» Document:
========

It’s only after I’ve done the exploration work and tweaked the variables for maximum effect that I’m ready to rank them in order by their correlation values. So, with that out of the way, let’s look at Pearson’s r in more detail.

The textbooks make it abundantly clear: Pearson’s r quantifies the relationship between two continuous variables that are linearly related. Right away, we’ve got a problem: Very few of the variables I work with are continuous, and most of the relationships I see do not meet the definition of “linear”. Yet, I use Pearson’s r exclusively. Does this mean I’ve been misusing and abusing the method?

I don’t see it that way, but it is interesting to read how these things are discussed in the literature.

You can assess whether a relationship between two variables is roughly linear by looking at a scatterplot of the variables. Below is a scatterplot of ‘Giving’ (log-transformed) and ‘Age’, created in Data Desk. It’s a big, messy cloud of points (some 80,000 of them!). A lot of the relationship is hidden by overplotting (the overlapping of points) along the bottom line — that row of points at the zero giving mark represents non-donors, and there are many more of them near the young end of that line than there are near the older end. Still, at least you can see a vague linear relationship in the upward fanning of the data: As age increases, so does lifetime giving. A best-fit line through the data would slope upward from left to right, and therefore the Pearson correlation value is high.

We’ve got two continuous variables, and a linear relationship, so we get the Statistician’s Seal of Approval: It’s okay to use Pearson’s r to measure strength of correlation between these two variables.

Unfortunately, as I said, most of the variables we use in predictive modeling are not continuous, and they don’t look like much of anything in a scatterplot. Here’s a scatterplot of a Likert-scale survey response. The survey question asked alumni how likely they are to donate to alma mater, and the scale runs from 1 to 5, with 5 being “very likely.” This is not a continuous variable, because there are no possible intermediate values among the five levels. It’s ordinal. The plot with Lifetime Giving is difficult to interpret, but it sure isn’t linear:

Yes, the line of points for the highest response, 5, does extend higher than any other line in terms of lifetime giving. But due to overplotting, there is no way to tell how many nondonors lurk in the single dots that appear at the foot of every line and which indicate zero dollars given. This in no way resembles a cloud of points through which one can imagine a best-fit line being drawn. I can TELL you that a positive response to this question is strongly associated with high levels of lifetime giving, and it is, but you could be forgiven for remaining unconvinced by this “evidence”.

========

» Material provided:
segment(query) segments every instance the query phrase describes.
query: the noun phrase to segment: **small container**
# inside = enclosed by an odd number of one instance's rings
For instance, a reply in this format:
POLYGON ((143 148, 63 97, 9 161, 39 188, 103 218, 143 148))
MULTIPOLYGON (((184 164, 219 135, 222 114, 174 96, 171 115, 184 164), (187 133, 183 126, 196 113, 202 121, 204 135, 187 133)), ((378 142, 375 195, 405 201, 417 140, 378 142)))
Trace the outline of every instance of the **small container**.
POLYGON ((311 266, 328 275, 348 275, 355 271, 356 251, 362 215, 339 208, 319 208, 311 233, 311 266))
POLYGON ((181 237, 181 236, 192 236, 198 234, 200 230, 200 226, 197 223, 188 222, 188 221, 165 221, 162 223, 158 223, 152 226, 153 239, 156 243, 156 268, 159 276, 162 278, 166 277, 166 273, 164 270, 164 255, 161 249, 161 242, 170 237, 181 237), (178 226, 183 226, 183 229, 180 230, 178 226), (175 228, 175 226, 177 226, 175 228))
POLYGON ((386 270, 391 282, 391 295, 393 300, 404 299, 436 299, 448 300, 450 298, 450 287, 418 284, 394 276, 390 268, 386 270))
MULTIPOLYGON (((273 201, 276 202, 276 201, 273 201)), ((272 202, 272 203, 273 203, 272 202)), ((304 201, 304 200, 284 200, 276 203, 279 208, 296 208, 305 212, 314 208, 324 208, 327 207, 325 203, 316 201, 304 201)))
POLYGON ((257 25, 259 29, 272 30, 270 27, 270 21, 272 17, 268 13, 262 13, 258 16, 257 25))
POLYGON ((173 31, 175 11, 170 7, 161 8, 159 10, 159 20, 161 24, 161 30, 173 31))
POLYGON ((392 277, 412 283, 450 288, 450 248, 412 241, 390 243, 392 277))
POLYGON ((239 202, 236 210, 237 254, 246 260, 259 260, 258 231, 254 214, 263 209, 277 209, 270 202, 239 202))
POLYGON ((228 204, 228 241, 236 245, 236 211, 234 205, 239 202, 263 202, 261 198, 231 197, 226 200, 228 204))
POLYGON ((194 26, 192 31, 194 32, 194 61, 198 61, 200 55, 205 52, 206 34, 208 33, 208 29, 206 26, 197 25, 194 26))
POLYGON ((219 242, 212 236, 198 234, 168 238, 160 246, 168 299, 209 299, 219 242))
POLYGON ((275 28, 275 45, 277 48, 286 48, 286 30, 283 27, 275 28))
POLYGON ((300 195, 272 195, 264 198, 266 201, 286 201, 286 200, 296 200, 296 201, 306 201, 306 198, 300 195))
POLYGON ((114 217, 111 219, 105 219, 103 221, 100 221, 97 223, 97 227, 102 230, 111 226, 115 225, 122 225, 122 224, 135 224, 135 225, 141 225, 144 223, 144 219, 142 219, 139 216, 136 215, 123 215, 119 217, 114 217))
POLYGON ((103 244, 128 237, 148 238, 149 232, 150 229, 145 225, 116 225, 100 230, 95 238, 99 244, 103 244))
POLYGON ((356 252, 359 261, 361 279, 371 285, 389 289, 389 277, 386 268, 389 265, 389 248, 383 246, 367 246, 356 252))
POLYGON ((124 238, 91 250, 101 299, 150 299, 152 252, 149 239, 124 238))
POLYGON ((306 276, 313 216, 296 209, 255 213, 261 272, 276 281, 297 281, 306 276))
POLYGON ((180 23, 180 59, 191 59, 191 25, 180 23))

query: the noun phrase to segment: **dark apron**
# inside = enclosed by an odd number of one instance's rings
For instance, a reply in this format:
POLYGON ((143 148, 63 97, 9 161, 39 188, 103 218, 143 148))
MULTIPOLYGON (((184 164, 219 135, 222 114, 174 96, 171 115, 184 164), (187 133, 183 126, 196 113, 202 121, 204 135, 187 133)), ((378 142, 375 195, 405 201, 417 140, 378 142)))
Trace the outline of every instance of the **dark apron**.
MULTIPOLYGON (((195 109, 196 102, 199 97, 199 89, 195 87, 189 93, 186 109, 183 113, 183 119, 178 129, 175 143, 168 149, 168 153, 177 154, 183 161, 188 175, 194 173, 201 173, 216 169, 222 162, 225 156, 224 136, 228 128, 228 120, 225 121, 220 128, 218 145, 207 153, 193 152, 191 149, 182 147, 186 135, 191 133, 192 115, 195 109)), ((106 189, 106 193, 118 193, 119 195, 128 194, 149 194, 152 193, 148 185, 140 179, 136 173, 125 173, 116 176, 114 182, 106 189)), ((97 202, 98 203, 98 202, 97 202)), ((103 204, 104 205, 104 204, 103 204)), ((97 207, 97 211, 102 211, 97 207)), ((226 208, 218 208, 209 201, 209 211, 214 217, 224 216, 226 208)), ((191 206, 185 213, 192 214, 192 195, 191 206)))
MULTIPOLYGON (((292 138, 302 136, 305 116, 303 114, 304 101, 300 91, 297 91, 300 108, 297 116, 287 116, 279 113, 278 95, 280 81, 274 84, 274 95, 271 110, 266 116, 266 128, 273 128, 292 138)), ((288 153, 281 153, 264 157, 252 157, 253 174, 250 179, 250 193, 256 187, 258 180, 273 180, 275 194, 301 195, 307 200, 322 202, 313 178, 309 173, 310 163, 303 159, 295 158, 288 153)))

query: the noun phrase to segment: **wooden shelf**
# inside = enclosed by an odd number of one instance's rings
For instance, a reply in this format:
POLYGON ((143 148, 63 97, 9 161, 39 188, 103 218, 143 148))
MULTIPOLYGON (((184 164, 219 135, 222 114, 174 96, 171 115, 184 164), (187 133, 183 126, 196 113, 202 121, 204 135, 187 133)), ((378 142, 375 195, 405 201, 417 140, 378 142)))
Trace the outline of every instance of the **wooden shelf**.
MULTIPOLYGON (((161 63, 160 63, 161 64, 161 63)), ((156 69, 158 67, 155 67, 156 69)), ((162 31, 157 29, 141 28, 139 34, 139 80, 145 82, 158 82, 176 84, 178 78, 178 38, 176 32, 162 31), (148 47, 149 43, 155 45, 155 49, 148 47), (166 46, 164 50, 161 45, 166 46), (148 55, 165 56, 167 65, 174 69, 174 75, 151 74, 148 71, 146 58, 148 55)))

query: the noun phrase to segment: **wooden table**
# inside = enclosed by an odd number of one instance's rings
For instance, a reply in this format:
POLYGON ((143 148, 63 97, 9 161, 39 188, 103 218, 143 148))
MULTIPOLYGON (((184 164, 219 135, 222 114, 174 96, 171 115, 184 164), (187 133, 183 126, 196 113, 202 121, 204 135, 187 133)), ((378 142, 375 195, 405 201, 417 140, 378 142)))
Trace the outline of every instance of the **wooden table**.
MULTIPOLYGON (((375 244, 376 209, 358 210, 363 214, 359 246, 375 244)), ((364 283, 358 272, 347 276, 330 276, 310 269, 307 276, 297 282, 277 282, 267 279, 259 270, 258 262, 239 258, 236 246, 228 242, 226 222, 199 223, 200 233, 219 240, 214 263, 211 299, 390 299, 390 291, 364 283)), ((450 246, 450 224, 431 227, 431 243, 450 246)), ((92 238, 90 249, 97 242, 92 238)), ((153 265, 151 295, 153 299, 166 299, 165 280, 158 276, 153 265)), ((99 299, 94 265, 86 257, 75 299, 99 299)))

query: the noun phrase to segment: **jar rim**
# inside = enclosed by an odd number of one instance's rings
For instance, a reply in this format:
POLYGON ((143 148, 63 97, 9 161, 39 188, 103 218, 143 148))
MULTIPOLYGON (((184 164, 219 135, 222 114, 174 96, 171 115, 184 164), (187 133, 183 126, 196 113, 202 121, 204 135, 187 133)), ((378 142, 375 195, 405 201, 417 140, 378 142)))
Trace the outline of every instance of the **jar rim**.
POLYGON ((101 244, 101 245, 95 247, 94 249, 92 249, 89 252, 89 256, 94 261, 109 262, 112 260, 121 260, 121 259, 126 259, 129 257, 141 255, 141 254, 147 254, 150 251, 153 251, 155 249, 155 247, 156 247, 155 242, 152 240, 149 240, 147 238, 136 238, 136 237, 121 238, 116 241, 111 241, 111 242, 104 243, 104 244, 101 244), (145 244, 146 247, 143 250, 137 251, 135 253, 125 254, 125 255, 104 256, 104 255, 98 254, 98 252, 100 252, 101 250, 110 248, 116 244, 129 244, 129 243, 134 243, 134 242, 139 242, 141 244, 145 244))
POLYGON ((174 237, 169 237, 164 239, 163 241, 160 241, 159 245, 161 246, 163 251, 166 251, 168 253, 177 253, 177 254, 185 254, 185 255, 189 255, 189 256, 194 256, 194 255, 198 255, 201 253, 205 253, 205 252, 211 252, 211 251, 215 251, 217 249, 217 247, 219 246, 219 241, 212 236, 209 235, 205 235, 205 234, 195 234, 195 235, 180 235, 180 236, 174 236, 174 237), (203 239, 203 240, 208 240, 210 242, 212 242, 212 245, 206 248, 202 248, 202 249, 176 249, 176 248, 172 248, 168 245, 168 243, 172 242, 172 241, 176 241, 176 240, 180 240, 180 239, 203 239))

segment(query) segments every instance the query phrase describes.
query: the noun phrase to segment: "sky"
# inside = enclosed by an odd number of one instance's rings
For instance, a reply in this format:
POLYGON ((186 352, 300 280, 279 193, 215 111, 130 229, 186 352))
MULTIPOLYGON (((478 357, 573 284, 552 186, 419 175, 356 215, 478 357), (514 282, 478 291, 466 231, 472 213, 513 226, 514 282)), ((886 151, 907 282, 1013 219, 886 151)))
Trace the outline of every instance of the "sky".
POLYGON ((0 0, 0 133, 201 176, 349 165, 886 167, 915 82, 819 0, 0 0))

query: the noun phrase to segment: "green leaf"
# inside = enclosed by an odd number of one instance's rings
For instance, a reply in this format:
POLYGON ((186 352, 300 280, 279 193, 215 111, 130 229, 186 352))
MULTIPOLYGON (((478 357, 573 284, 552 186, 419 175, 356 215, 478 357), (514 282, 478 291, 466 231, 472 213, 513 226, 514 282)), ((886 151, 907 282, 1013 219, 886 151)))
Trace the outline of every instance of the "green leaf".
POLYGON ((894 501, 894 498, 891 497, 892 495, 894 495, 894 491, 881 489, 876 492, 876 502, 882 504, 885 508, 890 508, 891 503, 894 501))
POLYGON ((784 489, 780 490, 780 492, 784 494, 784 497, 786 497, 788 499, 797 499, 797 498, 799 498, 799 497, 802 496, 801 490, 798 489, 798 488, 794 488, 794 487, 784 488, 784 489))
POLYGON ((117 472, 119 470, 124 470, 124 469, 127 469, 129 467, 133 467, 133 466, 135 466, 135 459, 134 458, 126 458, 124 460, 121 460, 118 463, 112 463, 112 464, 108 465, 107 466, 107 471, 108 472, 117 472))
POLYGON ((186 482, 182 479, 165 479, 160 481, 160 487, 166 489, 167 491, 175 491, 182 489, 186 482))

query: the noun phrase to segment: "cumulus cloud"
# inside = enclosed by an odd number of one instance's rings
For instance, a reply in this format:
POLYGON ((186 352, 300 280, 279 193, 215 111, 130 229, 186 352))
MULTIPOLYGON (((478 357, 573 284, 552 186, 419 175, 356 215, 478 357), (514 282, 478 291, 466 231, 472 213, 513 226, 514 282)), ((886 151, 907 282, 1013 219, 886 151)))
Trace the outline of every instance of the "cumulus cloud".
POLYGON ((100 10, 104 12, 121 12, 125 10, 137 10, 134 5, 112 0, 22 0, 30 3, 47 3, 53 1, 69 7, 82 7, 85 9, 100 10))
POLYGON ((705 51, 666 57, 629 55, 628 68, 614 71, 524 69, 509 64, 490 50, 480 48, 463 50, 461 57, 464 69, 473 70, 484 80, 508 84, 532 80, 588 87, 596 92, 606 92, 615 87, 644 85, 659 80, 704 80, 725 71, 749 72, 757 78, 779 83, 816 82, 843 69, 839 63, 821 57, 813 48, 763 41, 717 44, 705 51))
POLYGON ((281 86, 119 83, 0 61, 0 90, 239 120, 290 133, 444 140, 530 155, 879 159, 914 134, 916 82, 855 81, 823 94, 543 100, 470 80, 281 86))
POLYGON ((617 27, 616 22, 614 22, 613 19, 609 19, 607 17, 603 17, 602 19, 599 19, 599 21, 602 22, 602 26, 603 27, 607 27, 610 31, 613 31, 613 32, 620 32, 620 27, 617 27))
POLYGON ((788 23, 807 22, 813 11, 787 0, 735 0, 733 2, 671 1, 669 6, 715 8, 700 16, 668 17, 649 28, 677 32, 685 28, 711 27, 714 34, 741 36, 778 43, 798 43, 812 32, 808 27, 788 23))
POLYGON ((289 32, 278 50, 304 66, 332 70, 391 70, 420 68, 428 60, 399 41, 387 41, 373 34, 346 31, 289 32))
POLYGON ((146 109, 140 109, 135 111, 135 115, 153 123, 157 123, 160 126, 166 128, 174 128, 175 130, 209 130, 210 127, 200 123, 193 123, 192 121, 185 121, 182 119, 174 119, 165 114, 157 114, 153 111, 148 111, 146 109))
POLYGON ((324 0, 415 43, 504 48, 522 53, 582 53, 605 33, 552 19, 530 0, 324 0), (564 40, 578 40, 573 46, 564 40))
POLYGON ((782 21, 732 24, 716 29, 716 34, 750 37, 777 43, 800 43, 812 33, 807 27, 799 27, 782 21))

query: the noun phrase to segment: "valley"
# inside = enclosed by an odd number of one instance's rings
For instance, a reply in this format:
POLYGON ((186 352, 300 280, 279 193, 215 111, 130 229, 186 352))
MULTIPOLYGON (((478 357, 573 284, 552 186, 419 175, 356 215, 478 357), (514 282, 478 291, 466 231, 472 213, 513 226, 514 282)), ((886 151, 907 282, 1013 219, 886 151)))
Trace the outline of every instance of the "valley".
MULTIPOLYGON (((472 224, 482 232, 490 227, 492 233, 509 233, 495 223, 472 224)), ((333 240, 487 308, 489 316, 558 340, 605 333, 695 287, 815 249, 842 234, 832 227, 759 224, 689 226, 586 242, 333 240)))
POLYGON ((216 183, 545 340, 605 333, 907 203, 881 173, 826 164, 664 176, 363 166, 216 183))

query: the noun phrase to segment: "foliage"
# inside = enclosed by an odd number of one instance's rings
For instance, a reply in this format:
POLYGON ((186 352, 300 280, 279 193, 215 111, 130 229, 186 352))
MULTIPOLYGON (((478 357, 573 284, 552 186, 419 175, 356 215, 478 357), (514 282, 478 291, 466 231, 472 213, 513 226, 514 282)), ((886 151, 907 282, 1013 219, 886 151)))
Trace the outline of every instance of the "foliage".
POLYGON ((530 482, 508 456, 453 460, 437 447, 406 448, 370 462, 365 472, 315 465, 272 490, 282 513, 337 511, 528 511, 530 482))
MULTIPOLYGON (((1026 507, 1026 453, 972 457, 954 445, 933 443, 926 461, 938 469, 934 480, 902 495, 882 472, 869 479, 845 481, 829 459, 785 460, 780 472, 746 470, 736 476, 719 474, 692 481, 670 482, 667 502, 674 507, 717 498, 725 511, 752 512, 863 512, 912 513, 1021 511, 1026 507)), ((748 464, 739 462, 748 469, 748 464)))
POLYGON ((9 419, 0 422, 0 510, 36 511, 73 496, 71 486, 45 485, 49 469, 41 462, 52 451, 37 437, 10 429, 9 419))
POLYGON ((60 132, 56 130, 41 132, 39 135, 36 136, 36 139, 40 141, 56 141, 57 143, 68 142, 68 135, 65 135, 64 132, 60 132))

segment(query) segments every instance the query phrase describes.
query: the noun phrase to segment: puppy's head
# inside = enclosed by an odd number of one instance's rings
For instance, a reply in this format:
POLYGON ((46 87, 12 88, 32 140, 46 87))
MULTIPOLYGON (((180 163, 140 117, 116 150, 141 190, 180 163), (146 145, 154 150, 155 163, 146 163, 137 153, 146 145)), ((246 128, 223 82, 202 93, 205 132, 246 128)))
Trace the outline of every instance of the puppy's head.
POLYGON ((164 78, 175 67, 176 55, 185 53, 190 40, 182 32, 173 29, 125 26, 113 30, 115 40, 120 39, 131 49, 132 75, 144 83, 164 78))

========

» To-do list:
A. Please copy everything in the passage on Pearson's r from "It’s only after" down to "in more detail.".
B. In the passage on Pearson's r, what program was used to create the scatterplot of 'Giving' and 'Age'?

» Answers in order:
A.
It’s only after I’ve done the exploration work and tweaked the variables for maximum effect that I’m ready to rank them in order by their correlation values. So, with that out of the way, let’s look at Pearson’s r in more detail.

B. Data Desk